Harnessing AI with Spec-Driven Development

I’ve been working with AI coding assistants for a while now. Copilot, Claude Code, Cursor — you name it, I’ve probably tried it. And if you’ve done the same, you know the pattern: it starts great, then the AI goes off the rails. It forgets what you told it three prompts ago. It hallucinates a function that doesn’t exist. It rewrites half your codebase when you asked for a one-line fix.

The tool isn’t the problem. The structure around it is.

So I built a framework at work to fix this — a spec-driven development toolkit designed to harness AI assistants into producing consistent, high-quality work. It was heavily inspired by Kiro and spec-kit, two projects that showed me the power of structured, spec-driven approaches to AI coding. I can’t share the proprietary details, but I want to walk through the architecture and the patterns that made the biggest difference.

The Problem with Unstructured AI

When you drop an AI into a codebase with no guidance, it does what any new developer would do with no onboarding — it guesses. It guesses your conventions, your architecture, your testing strategy. Sometimes it guesses right. Often it doesn’t.

The real issue is context. AI models have a limited context window, and most of the time we’re wasting it. We dump entire files in, hope the model figures out what matters, and then wonder why the output is inconsistent.

What if instead of hoping the AI understands your project, you told it — in a structured, decomposed way?

Two Layers of Context

The framework is built around a two-layer context model: steering documents and rules.

Information:
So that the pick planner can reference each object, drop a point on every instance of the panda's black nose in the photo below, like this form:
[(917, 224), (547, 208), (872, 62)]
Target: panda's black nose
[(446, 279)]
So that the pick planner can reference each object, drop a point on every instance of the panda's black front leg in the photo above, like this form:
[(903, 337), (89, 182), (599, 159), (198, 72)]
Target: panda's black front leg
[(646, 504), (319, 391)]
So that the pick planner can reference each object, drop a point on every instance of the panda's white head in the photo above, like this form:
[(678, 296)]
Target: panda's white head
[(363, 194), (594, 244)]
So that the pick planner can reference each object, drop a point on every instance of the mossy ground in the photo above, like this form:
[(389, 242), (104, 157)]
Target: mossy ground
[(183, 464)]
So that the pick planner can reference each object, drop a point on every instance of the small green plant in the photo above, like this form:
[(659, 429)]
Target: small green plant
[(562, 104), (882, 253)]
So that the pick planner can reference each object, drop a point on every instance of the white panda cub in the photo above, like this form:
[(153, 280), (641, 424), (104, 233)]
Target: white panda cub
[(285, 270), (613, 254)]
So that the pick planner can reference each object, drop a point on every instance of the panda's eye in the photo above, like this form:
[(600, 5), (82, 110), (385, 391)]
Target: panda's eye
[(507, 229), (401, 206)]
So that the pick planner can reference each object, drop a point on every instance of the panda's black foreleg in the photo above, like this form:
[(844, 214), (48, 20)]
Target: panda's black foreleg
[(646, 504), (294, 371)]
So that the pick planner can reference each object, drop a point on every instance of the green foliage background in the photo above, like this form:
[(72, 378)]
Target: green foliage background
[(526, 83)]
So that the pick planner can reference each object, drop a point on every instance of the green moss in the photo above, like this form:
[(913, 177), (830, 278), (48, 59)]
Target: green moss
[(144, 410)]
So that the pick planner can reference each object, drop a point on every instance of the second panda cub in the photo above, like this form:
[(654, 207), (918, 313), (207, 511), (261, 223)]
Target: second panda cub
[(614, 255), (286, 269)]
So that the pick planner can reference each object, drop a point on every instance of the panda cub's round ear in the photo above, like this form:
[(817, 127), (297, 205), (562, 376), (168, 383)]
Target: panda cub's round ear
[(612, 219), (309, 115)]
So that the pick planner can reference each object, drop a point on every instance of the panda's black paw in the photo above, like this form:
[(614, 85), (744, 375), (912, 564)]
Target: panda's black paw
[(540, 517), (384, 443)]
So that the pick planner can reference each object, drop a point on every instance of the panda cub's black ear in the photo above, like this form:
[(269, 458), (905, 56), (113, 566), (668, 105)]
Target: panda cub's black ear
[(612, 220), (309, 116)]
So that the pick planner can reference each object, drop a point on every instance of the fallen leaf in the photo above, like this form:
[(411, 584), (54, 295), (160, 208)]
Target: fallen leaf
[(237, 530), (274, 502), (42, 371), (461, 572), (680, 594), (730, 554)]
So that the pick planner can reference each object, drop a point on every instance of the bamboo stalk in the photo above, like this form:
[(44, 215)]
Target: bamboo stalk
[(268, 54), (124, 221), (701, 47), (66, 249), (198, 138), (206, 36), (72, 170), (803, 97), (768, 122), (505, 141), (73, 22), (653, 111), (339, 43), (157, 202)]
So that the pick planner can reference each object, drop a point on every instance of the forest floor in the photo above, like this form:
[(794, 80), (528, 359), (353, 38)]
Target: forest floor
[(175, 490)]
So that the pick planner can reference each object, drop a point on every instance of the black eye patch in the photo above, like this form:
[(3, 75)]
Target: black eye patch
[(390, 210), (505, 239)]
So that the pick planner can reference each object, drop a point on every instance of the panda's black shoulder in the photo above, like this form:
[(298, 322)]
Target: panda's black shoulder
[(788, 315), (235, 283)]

Problems and tasks:
1. In the article on spec-driven development, which two projects inspired the framework the author built?
2. Transcribe the article on spec-driven development from "What if instead" up to and including "documents and rules.".
3. Go on with the article on spec-driven development from the point where it stops.

Results:
1. Kiro and spec-kit.

2.
What if instead of hoping the AI understands your project, you told it — in a structured, decomposed way?

Two Layers of Context

The framework is built around a two-layer context model: steering documents and rules.

3.
graph TB
    subgraph Steering["Steering Docs (Project-Level)"]
        P[Product Vision]
        T[Tech Stack]
        S[Structure]
        A[Architecture]
        TS[Testing Strategy]
        PR[Principles]
    end

    subgraph Rules["Rules (Path-Scoped)"]
        R1["code-style.md
applies to: src/**"]
        R2["testing.md
applies to: tests/**"]
        R3["security.md
applies to: api/**"]
    end

    Steering -->|"loaded every session"| AI[AI Agent]
    Rules -->|"loaded conditionally
based on file path"| AI

    style P fill:#3498db,color:#fff,stroke:#2980b9
    style T fill:#3498db,color:#fff,stroke:#2980b9
    style S fill:#3498db,color:#fff,stroke:#2980b9
    style A fill:#3498db,color:#fff,stroke:#2980b9
    style TS fill:#3498db,color:#fff,stroke:#2980b9
    style PR fill:#3498db,color:#fff,stroke:#2980b9
    style R1 fill:#5dade2,color:#fff,stroke:#3498db
    style R2 fill:#5dade2,color:#fff,stroke:#3498db
    style R3 fill:#5dade2,color:#fff,stroke:#3498db
    style AI fill:#2c3e50,color:#fff,stroke:#34495e

Steering documents are project-level context files. Instead of one massive README, the framework decomposes your project context into ~6 focused files: product vision, tech stack, directory structure, architecture decisions, testing strategy, and core principles. These get loaded into the AI’s context at the start of every session.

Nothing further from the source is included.